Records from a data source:

========================================

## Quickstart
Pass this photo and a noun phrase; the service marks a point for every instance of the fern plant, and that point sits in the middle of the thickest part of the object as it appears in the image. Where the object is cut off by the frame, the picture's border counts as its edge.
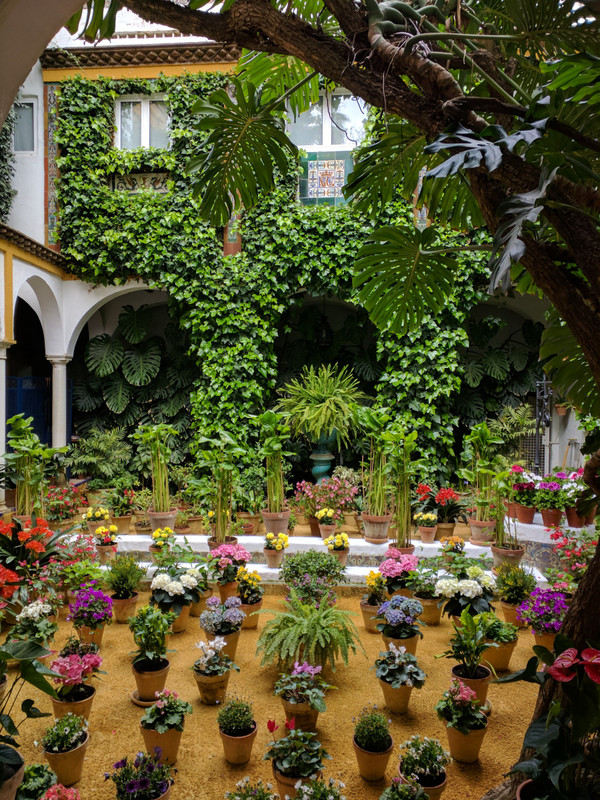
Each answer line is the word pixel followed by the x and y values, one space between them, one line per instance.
pixel 304 633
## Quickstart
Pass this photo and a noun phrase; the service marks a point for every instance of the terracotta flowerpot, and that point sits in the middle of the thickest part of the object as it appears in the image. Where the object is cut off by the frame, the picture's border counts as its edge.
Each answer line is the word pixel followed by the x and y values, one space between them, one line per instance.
pixel 197 608
pixel 551 517
pixel 511 614
pixel 162 519
pixel 91 635
pixel 479 685
pixel 238 749
pixel 168 742
pixel 305 716
pixel 396 700
pixel 276 522
pixel 9 788
pixel 231 640
pixel 179 624
pixel 106 552
pixel 427 534
pixel 376 528
pixel 227 590
pixel 465 747
pixel 148 680
pixel 372 766
pixel 123 523
pixel 525 514
pixel 499 657
pixel 80 708
pixel 368 613
pixel 444 530
pixel 501 555
pixel 212 688
pixel 68 766
pixel 274 558
pixel 432 614
pixel 410 643
pixel 573 518
pixel 545 640
pixel 124 608
pixel 251 621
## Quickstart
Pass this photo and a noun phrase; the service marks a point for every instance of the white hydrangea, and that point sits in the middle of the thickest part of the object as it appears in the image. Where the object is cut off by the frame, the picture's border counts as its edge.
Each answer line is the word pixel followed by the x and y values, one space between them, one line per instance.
pixel 446 587
pixel 469 588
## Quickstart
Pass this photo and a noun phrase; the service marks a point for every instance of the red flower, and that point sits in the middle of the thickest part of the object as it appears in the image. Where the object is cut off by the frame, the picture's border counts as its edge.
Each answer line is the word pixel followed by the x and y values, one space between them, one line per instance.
pixel 563 669
pixel 591 659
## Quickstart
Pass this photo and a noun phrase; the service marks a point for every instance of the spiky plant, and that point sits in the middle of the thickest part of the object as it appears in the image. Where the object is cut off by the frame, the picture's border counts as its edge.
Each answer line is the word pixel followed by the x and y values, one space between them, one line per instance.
pixel 302 632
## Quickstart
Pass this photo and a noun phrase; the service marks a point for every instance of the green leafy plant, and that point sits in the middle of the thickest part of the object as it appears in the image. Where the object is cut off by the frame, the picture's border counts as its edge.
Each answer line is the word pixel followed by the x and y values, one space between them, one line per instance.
pixel 320 635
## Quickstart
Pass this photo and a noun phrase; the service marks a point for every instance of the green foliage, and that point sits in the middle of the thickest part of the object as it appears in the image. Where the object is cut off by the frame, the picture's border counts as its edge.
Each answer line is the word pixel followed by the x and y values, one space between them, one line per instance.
pixel 318 635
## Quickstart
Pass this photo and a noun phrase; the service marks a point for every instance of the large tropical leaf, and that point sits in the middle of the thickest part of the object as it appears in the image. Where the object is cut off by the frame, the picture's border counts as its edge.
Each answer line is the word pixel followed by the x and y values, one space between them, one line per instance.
pixel 142 363
pixel 103 355
pixel 400 280
pixel 247 142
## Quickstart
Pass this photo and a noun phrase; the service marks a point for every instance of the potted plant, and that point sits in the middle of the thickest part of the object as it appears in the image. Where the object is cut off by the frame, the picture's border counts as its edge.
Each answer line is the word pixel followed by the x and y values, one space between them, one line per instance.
pixel 467 646
pixel 105 539
pixel 302 693
pixel 504 636
pixel 396 570
pixel 421 582
pixel 339 546
pixel 238 730
pixel 150 627
pixel 250 593
pixel 121 502
pixel 223 567
pixel 399 622
pixel 147 769
pixel 90 613
pixel 211 671
pixel 372 743
pixel 426 523
pixel 374 597
pixel 513 585
pixel 37 780
pixel 123 578
pixel 153 440
pixel 274 432
pixel 295 758
pixel 465 723
pixel 76 664
pixel 64 745
pixel 320 635
pixel 274 547
pixel 223 619
pixel 162 725
pixel 398 673
pixel 423 761
pixel 544 610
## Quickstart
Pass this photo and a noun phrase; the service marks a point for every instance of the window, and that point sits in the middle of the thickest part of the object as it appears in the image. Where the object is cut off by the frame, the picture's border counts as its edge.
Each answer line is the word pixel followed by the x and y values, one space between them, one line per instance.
pixel 24 131
pixel 142 122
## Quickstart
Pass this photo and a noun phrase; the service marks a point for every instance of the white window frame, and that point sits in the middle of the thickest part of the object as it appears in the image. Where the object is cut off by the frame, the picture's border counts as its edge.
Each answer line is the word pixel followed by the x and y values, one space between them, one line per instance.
pixel 32 101
pixel 327 125
pixel 145 100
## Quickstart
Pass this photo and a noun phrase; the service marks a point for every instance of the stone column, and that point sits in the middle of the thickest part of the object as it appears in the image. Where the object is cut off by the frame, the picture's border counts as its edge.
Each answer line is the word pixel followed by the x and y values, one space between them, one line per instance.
pixel 59 399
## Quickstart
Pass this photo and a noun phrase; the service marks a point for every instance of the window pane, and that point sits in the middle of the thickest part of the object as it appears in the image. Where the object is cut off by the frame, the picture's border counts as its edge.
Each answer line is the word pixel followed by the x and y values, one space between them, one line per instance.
pixel 307 129
pixel 159 124
pixel 24 138
pixel 348 116
pixel 131 125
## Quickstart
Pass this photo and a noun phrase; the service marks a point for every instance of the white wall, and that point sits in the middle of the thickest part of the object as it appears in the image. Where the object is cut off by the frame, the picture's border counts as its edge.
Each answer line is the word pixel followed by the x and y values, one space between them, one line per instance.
pixel 27 213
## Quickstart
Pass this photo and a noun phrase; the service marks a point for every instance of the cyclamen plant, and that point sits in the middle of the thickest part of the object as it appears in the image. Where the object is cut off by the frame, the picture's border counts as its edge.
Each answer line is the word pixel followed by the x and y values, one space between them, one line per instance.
pixel 92 608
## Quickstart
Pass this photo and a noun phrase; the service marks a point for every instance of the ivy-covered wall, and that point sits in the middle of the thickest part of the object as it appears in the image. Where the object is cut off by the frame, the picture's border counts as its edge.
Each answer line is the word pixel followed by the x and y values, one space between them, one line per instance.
pixel 231 307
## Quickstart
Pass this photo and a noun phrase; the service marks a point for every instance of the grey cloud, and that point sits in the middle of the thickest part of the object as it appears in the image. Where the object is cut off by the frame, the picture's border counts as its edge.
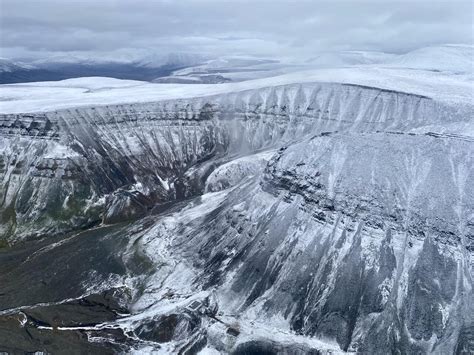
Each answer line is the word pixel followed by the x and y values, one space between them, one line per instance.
pixel 266 28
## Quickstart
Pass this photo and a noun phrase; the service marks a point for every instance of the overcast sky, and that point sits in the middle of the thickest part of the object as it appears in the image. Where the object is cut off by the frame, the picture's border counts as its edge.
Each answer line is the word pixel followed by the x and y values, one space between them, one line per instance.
pixel 274 28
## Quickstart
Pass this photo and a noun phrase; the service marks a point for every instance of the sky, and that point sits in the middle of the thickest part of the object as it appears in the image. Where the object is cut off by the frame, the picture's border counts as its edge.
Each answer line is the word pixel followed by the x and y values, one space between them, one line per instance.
pixel 277 28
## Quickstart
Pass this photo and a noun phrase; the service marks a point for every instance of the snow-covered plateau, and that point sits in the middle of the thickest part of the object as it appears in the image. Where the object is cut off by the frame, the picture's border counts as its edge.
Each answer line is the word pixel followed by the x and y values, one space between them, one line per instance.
pixel 317 212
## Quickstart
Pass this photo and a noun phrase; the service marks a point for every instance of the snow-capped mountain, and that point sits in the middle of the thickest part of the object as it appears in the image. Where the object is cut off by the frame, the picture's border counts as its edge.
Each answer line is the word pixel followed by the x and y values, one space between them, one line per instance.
pixel 452 58
pixel 144 67
pixel 322 211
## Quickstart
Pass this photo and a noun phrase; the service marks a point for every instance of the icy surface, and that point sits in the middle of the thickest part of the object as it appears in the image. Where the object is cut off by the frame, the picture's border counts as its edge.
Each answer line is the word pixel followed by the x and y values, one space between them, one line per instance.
pixel 328 210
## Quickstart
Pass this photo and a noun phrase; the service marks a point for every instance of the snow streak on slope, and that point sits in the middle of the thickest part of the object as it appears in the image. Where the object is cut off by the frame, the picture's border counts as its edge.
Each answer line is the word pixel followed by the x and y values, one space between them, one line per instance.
pixel 324 211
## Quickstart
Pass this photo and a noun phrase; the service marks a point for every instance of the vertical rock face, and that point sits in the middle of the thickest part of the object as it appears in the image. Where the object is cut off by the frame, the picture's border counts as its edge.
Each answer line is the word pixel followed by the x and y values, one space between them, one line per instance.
pixel 327 211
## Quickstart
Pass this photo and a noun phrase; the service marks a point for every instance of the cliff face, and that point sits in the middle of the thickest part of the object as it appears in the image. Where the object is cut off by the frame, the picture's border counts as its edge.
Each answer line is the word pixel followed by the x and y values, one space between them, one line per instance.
pixel 330 210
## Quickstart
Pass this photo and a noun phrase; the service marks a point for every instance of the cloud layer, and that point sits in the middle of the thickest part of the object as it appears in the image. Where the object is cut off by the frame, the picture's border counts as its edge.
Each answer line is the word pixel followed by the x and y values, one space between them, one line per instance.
pixel 278 28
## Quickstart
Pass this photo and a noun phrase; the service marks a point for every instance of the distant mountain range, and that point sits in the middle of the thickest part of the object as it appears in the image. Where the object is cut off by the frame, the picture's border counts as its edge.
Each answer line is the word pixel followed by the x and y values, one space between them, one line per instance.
pixel 66 67
pixel 198 69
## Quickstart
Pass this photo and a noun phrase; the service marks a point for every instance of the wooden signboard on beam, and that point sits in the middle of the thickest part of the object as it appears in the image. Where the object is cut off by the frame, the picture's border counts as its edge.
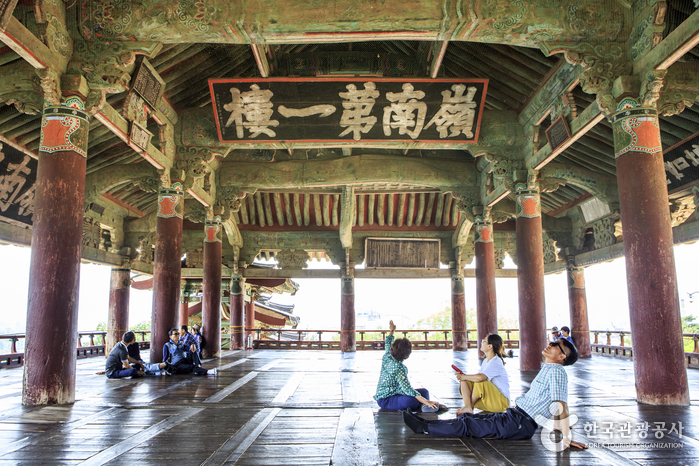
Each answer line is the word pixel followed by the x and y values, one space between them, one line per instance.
pixel 402 253
pixel 348 110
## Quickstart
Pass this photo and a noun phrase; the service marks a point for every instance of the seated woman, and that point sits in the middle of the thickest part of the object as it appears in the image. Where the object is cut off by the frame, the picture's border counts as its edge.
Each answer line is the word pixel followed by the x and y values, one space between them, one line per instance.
pixel 489 390
pixel 394 390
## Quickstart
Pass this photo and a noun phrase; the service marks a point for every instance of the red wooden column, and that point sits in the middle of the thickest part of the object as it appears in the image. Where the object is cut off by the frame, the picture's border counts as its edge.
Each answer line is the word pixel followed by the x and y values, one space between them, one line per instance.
pixel 166 267
pixel 211 287
pixel 52 311
pixel 459 336
pixel 250 315
pixel 118 318
pixel 486 308
pixel 184 307
pixel 348 336
pixel 577 299
pixel 237 308
pixel 659 366
pixel 530 276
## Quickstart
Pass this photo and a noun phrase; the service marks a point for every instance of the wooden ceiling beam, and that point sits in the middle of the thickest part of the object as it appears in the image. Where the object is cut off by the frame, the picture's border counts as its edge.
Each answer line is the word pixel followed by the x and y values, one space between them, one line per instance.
pixel 438 51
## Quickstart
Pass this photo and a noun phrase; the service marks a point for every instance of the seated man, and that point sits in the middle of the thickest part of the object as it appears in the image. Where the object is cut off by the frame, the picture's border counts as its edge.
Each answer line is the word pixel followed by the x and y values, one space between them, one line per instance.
pixel 518 423
pixel 117 365
pixel 176 357
pixel 147 367
pixel 189 345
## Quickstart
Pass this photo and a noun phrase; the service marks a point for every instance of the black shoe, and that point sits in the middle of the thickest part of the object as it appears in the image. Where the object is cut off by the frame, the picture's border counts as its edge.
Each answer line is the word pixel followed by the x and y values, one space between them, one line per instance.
pixel 416 424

========================================

Problem: Copy every line in the records above that contains the word "wooden".

Your solution:
Pass this photo and a noun phrase; the service marks a point for every instance of the wooden signboard on beam, and that point sits in the middle of the thickest part of the object as it appears in the image. Where the object is cut off by the frame, the picture's border counts as its edge.
Pass this photo and a noun phrase; the service marks a point for every instance of the red wooden column, and that point sits in the middle of the thickest part of the object as it appears in the image. Where the object is cut off by the frame, the picture's border counts as its edge.
Pass this photo and a noun phrase; the service marks a point for every instance of the wooden ceiling beam, and that point sits in the middle of the thickest part of the object as it appears in the image. Where the object is cut off by the frame, the picture's border counts as its edge.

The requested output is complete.